- **Task goal**: For the data below, give again exactly the lines from the one containing "Target | shrub" through the one containing "Target | wooden windmill tower", both ends included, and no others.

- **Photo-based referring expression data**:

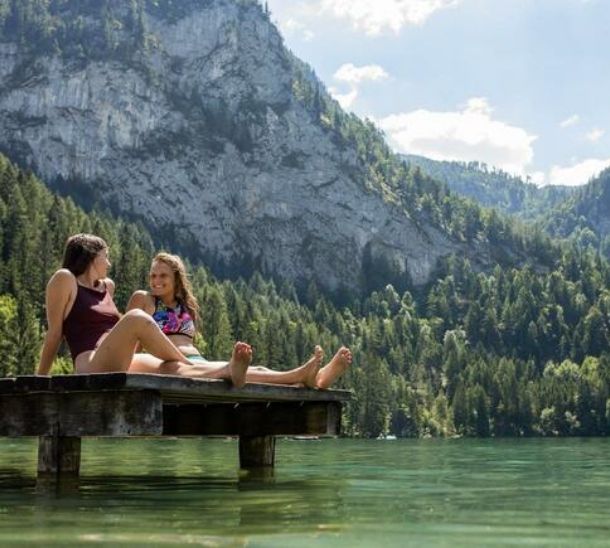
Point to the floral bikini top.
(174, 321)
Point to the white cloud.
(354, 75)
(595, 135)
(537, 177)
(464, 135)
(375, 17)
(292, 27)
(577, 174)
(571, 121)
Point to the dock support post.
(257, 455)
(58, 457)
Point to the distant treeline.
(511, 352)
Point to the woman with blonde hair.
(81, 309)
(173, 307)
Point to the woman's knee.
(137, 317)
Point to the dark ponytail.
(81, 250)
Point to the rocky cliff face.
(202, 137)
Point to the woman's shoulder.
(62, 277)
(109, 285)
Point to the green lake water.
(537, 492)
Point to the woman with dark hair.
(172, 305)
(80, 309)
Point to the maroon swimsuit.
(93, 314)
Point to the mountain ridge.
(200, 123)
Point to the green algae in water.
(541, 492)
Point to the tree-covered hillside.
(492, 187)
(314, 179)
(585, 216)
(510, 352)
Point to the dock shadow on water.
(335, 492)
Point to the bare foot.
(334, 368)
(312, 366)
(238, 365)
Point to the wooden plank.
(253, 419)
(33, 383)
(174, 388)
(121, 413)
(7, 385)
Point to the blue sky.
(522, 85)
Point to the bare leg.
(305, 374)
(334, 368)
(238, 365)
(116, 351)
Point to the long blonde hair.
(183, 290)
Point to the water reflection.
(339, 492)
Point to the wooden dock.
(61, 410)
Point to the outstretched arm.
(60, 290)
(143, 301)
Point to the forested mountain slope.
(585, 216)
(492, 187)
(194, 118)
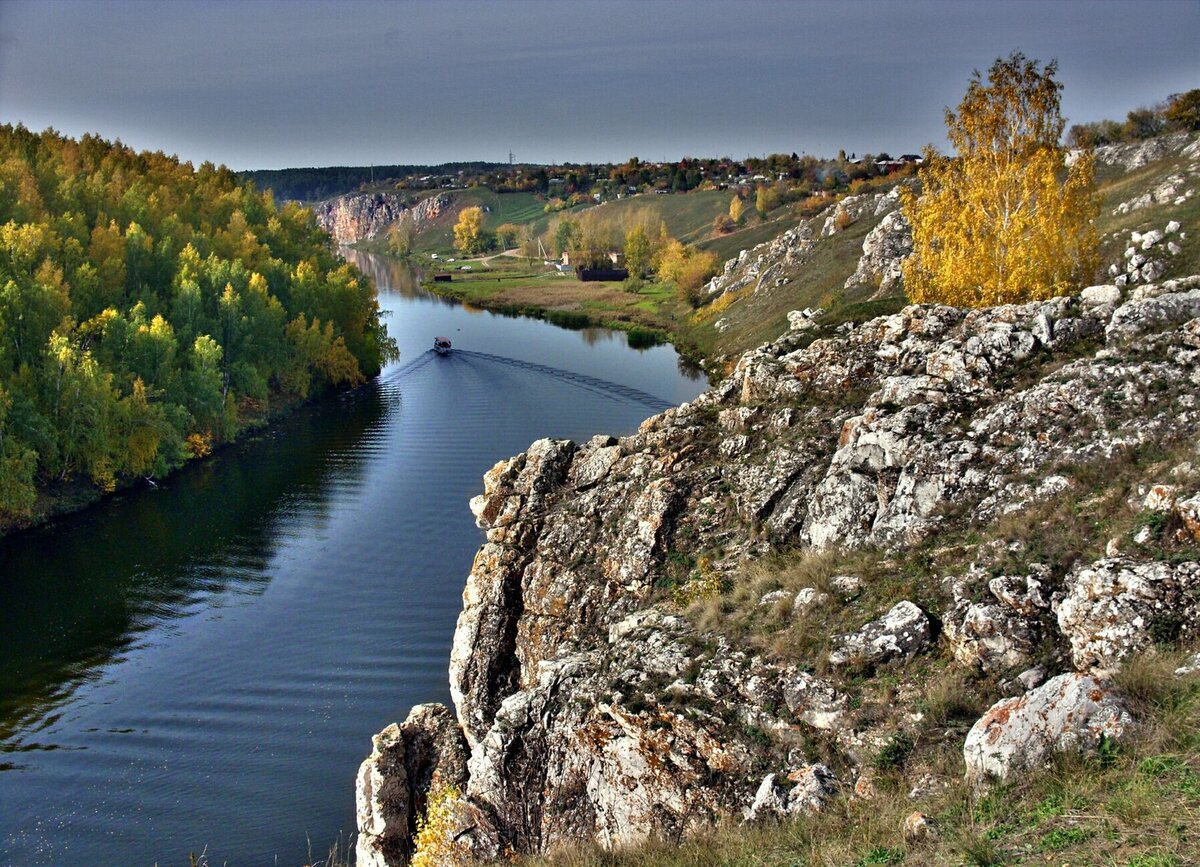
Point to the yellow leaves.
(468, 232)
(737, 209)
(1003, 221)
(685, 267)
(199, 444)
(319, 351)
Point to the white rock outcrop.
(1069, 712)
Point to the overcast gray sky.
(279, 83)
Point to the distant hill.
(317, 184)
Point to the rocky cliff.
(665, 629)
(365, 216)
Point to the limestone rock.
(1069, 712)
(990, 637)
(595, 712)
(917, 826)
(366, 216)
(394, 781)
(1115, 607)
(1139, 316)
(885, 249)
(901, 633)
(813, 787)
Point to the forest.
(150, 311)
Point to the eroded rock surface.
(594, 710)
(365, 216)
(1069, 712)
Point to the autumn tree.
(685, 267)
(1005, 220)
(507, 235)
(737, 209)
(1182, 111)
(469, 235)
(145, 312)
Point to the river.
(199, 668)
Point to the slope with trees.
(995, 223)
(150, 311)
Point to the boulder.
(811, 787)
(901, 633)
(1117, 605)
(394, 782)
(1069, 712)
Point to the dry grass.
(1137, 806)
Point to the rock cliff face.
(773, 263)
(592, 706)
(366, 216)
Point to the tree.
(737, 208)
(469, 235)
(400, 235)
(766, 199)
(507, 234)
(639, 251)
(1182, 111)
(1003, 221)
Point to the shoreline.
(72, 497)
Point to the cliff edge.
(618, 675)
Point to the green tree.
(400, 235)
(1005, 221)
(567, 235)
(1182, 111)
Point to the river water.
(199, 668)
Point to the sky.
(289, 83)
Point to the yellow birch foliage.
(468, 232)
(1005, 221)
(436, 844)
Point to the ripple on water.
(205, 664)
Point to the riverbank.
(65, 497)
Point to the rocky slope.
(595, 700)
(365, 216)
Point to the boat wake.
(604, 387)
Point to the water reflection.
(204, 664)
(211, 530)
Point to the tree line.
(150, 311)
(1177, 113)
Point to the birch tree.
(1005, 220)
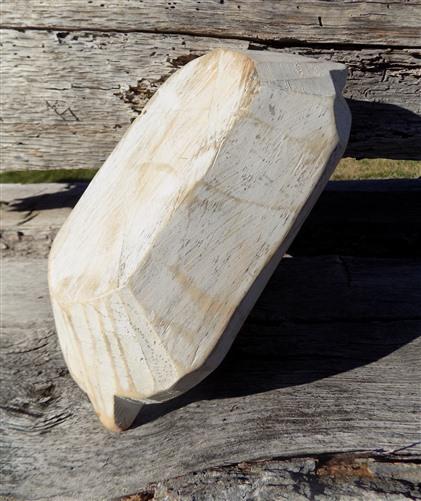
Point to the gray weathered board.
(77, 73)
(327, 363)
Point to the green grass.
(48, 176)
(377, 168)
(347, 169)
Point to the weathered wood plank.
(359, 218)
(349, 476)
(333, 369)
(387, 22)
(69, 97)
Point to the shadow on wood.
(382, 130)
(359, 218)
(281, 345)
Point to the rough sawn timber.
(382, 22)
(328, 362)
(70, 95)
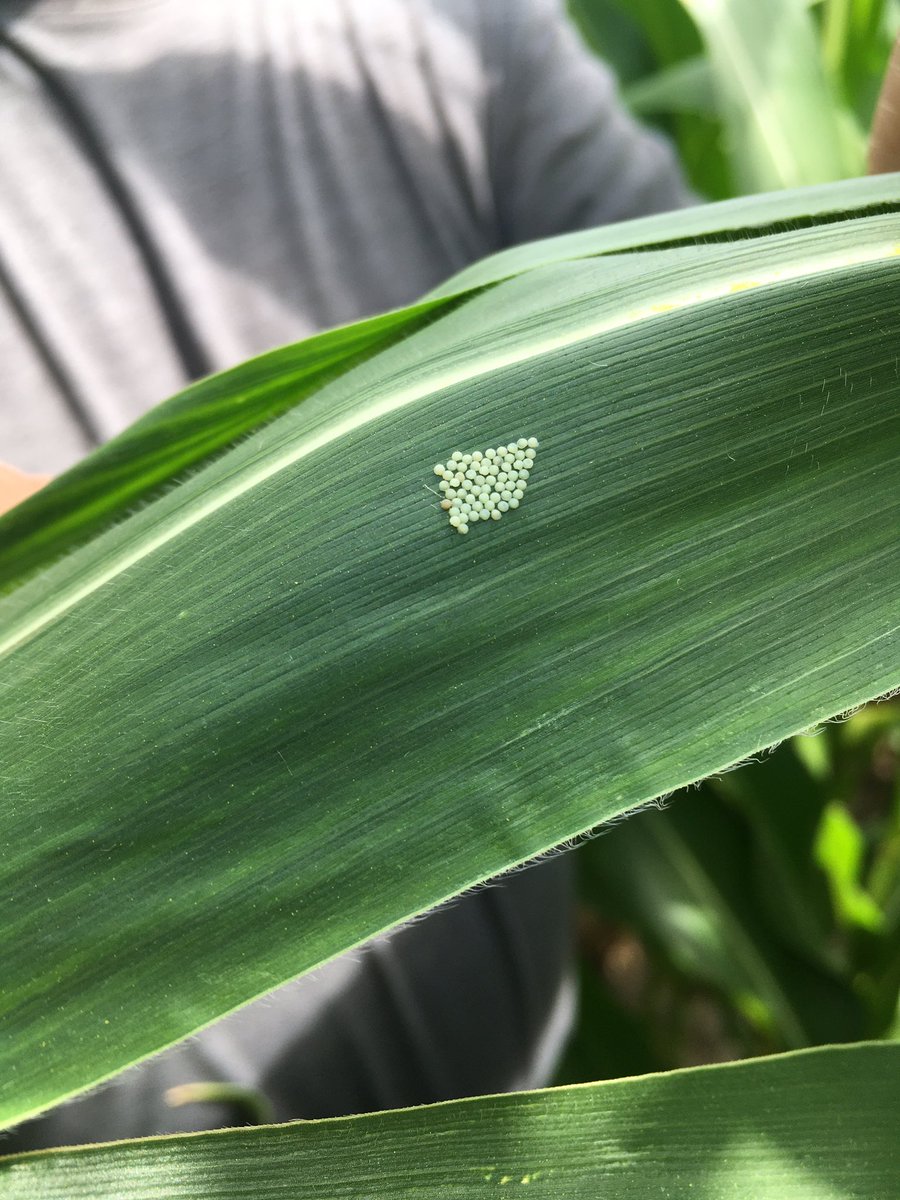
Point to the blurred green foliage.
(756, 94)
(761, 911)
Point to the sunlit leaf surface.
(285, 706)
(799, 1127)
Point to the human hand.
(17, 485)
(885, 145)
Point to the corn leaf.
(285, 706)
(796, 1127)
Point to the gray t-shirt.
(187, 185)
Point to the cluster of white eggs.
(481, 486)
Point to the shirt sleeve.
(564, 151)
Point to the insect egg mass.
(485, 485)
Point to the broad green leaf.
(181, 435)
(813, 1126)
(283, 706)
(777, 101)
(725, 221)
(201, 423)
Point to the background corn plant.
(715, 393)
(795, 862)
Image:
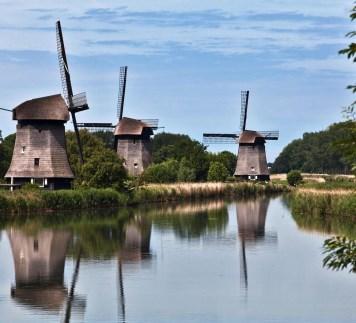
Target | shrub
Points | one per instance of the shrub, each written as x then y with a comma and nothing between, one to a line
165,172
294,178
186,172
217,172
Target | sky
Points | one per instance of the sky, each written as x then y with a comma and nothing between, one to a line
187,62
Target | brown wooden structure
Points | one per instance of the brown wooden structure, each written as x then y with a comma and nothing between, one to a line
40,154
251,158
132,140
133,144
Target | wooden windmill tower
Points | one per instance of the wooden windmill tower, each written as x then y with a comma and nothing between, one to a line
78,102
132,136
251,158
40,154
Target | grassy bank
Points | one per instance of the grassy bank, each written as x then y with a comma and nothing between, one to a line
323,202
23,201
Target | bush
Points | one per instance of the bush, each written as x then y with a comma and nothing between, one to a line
186,172
217,172
294,178
165,172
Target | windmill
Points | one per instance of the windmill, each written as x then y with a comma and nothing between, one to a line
251,159
78,102
132,137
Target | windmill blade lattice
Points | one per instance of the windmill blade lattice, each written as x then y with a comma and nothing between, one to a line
244,106
75,103
122,90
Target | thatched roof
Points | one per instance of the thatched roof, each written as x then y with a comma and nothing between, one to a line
51,107
133,127
250,137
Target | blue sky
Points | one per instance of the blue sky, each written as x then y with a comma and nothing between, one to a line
188,61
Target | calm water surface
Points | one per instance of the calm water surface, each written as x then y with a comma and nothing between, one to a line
244,261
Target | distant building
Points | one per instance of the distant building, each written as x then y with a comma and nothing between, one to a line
251,158
40,155
133,144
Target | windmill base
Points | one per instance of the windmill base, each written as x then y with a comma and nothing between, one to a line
262,178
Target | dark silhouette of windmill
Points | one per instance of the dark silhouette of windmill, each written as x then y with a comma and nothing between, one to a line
132,137
251,221
78,102
251,159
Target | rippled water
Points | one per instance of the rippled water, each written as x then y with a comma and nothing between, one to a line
244,261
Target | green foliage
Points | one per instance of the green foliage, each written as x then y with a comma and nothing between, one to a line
107,137
165,172
350,52
294,178
340,253
319,152
217,172
227,158
167,146
102,167
186,171
6,149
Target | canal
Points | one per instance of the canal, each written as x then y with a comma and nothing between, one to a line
213,261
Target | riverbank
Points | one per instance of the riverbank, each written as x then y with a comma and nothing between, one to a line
24,201
323,202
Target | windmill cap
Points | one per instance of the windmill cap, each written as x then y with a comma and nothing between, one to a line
250,137
128,126
51,107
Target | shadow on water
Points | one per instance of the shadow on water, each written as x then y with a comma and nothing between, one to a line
340,250
251,220
40,246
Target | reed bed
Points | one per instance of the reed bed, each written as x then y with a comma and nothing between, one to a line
37,200
323,203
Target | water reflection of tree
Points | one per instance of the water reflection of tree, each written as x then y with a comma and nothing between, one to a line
316,221
193,225
340,251
340,254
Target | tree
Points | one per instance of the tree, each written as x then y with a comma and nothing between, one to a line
294,178
6,150
227,158
217,172
186,172
320,152
340,253
165,172
350,51
102,167
166,146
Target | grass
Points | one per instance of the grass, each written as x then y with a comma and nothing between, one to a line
25,201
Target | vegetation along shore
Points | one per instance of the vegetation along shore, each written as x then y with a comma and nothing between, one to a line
24,201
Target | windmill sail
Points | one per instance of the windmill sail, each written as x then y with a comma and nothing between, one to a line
77,102
244,105
122,90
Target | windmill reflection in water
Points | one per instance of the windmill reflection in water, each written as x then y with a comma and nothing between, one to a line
39,260
251,220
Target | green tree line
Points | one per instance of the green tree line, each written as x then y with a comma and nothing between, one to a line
326,151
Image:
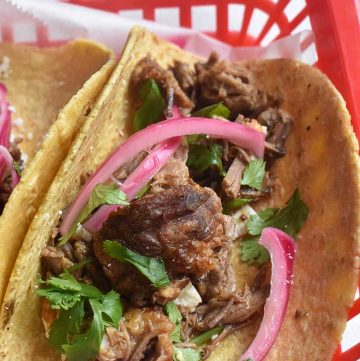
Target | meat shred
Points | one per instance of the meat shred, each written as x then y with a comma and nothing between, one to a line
230,83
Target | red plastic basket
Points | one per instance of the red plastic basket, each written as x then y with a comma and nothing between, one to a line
336,28
335,24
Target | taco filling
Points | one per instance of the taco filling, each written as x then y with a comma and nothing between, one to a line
144,265
10,154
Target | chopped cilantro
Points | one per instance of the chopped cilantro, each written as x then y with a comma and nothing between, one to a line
152,268
65,291
175,317
289,219
153,105
253,252
66,331
186,354
79,265
215,110
102,194
206,336
235,204
142,191
254,174
202,156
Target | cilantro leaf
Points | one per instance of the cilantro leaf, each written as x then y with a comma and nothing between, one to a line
112,307
235,204
58,299
65,291
86,346
102,194
254,174
186,354
67,324
152,268
253,252
153,105
259,221
218,110
175,317
206,336
202,156
79,265
289,219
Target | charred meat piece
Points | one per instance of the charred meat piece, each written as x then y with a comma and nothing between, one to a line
220,280
230,83
115,345
279,123
230,185
169,293
149,69
185,76
183,225
174,173
144,326
232,310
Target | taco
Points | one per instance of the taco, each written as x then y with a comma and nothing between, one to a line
158,247
45,96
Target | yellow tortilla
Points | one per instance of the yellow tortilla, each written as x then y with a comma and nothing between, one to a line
52,91
321,161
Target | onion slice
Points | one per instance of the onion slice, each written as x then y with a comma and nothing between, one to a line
7,161
5,117
143,173
282,251
236,133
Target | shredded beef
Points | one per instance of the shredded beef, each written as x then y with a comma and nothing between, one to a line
231,183
174,173
228,309
149,69
230,83
183,225
279,124
144,326
185,76
54,260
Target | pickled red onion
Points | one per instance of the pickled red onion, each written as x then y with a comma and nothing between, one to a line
238,134
6,161
282,250
144,172
5,117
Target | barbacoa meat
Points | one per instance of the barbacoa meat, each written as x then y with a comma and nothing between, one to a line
149,69
183,225
230,83
278,123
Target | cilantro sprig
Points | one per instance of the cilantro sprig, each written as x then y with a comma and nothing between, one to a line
186,354
101,195
153,105
175,316
71,333
152,268
215,110
254,174
289,219
207,336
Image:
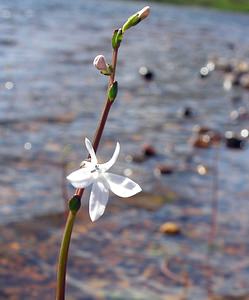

- **Completed exercise**:
Target | shrub
Points | one per instance of the shrub, each written as x then y with a comma and nothing between, one to a line
165,172
294,178
186,172
217,172
Target | sky
Points | one per instance of the sky, each written as x then y with a comma and nothing between, one to a line
187,62
Target | brown wooden structure
Points | one per instance of the brown wooden structure, each written as x then y with a comma and nothing between, one to a line
40,154
251,158
132,140
133,144
Target | wooden windmill tower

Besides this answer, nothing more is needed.